START Input

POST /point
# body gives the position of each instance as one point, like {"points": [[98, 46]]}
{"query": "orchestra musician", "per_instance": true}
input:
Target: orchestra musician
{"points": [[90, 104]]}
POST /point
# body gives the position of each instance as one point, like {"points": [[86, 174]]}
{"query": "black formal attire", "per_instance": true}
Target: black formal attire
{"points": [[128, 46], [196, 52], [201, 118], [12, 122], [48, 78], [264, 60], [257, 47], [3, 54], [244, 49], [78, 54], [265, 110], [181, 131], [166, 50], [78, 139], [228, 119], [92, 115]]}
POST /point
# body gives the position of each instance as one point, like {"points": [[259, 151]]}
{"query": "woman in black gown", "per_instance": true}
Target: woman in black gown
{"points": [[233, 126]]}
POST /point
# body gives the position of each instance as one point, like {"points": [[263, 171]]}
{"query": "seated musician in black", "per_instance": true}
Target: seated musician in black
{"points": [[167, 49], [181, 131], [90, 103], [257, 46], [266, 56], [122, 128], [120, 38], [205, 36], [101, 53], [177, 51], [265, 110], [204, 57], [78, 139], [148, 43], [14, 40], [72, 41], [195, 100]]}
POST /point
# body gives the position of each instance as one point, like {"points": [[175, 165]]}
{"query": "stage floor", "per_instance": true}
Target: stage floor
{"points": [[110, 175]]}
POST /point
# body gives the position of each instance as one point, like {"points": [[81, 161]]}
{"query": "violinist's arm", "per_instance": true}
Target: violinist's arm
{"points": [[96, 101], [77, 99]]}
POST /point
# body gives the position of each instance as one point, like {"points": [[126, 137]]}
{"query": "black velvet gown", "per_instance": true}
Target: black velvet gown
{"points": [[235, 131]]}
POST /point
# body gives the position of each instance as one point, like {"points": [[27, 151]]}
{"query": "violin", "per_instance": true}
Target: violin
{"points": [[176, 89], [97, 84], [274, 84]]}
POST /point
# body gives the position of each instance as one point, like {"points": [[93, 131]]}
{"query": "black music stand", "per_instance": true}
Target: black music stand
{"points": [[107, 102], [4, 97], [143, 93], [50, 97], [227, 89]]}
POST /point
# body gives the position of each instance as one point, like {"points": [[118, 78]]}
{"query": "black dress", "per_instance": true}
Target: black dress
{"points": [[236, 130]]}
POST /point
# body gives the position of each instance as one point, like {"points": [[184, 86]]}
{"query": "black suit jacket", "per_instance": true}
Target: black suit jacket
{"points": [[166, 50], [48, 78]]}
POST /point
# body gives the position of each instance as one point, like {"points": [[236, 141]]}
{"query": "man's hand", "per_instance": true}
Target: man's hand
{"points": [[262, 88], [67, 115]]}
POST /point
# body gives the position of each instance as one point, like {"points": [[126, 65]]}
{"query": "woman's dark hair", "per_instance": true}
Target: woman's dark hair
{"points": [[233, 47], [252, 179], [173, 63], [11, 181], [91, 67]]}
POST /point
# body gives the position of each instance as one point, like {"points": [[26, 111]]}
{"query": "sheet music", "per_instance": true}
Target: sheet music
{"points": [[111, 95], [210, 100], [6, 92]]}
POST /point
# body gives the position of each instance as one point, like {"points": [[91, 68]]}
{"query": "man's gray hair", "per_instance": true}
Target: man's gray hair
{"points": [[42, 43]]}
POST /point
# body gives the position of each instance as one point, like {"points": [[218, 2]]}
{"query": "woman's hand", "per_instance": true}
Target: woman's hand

END Input

> _Description of the task_
For this exercise, write out all of the data exactly.

> _Result for this task_
POST /point
# body gives the position of each instance as one point, like {"points": [[98, 46]]}
{"query": "orchestra musician", "per_instance": true}
input:
Target: orchestra musician
{"points": [[90, 104]]}
POST /point
# body gives the position of each instance as one point, like {"points": [[86, 174]]}
{"query": "black formal attire", "per_instance": true}
Target: black formal attire
{"points": [[128, 46], [196, 52], [201, 118], [12, 122], [48, 78], [264, 60], [257, 47], [3, 54], [244, 49], [78, 54], [265, 110], [181, 131], [166, 50], [78, 139], [228, 119], [92, 115]]}
POST /point
# body gives the position of each instance as one point, like {"points": [[259, 151]]}
{"query": "woman in black gown", "per_instance": true}
Target: woman in black gown
{"points": [[233, 126]]}
POST /point
# body gives the position of each instance as one point, like {"points": [[263, 171]]}
{"query": "seated musician in black", "per_instance": true}
Target: seated musician in black
{"points": [[167, 49], [181, 131], [90, 103], [257, 46], [266, 56], [122, 128], [120, 38], [205, 36], [101, 53], [177, 51], [265, 110], [204, 57], [78, 139], [148, 43], [14, 40], [72, 41], [195, 100]]}
POST /point
# body gives the position of each instance as one point, like {"points": [[175, 165]]}
{"query": "stage floor", "per_instance": true}
Target: stage floor
{"points": [[110, 175]]}
POST /point
# body gives the position of each instance as one point, like {"points": [[81, 161]]}
{"query": "violinist's arm", "per_instance": true}
Target: violinist's arm
{"points": [[96, 101], [77, 99]]}
POST /point
# body gives the position of each instance as one point, like {"points": [[126, 137]]}
{"query": "black velvet gown", "per_instance": true}
Target: black velvet gown
{"points": [[235, 131]]}
POST /point
# body gives the position of each instance as one point, like {"points": [[27, 151]]}
{"query": "violin", "per_instance": true}
Target: violin
{"points": [[176, 89], [97, 84], [274, 84]]}
POST /point
# body gives the position of each instance as one point, like {"points": [[93, 131]]}
{"query": "black music stand", "per_instance": true}
Target: black music stand
{"points": [[107, 102], [4, 97], [143, 93], [50, 97], [227, 89]]}
POST /point
# body gives the position of each instance as one point, like {"points": [[118, 78]]}
{"query": "black dress", "per_instance": true}
Target: black dress
{"points": [[236, 130]]}
POST /point
# body gives the position of each instance as one point, like {"points": [[184, 86]]}
{"query": "black suit jacket", "per_instance": true}
Target: black suit jacket
{"points": [[166, 50], [48, 78]]}
POST /point
# body gives the position of each instance as one point, like {"points": [[236, 141]]}
{"query": "man's hand", "per_instance": true}
Target: man's hand
{"points": [[262, 88], [67, 115]]}
POST /point
# body gives the position of each instance as one point, like {"points": [[126, 65]]}
{"query": "woman's dark hair", "per_instance": true}
Target: woman's dark hair
{"points": [[233, 47], [252, 179], [173, 63], [11, 181], [91, 67]]}
POST /point
# body gives the position of each instance as one point, like {"points": [[26, 111]]}
{"query": "sheet music", "per_instance": true}
Target: sheet music
{"points": [[111, 95], [210, 100], [6, 92]]}
POST /point
# body gives the position of each instance as one point, like {"points": [[91, 68]]}
{"query": "man's gray hair", "per_instance": true}
Target: man's gray hair
{"points": [[42, 43]]}
POST /point
# body gives the position of each instance as one point, like {"points": [[218, 2]]}
{"query": "woman's hand", "per_instance": true}
Target: woman's hand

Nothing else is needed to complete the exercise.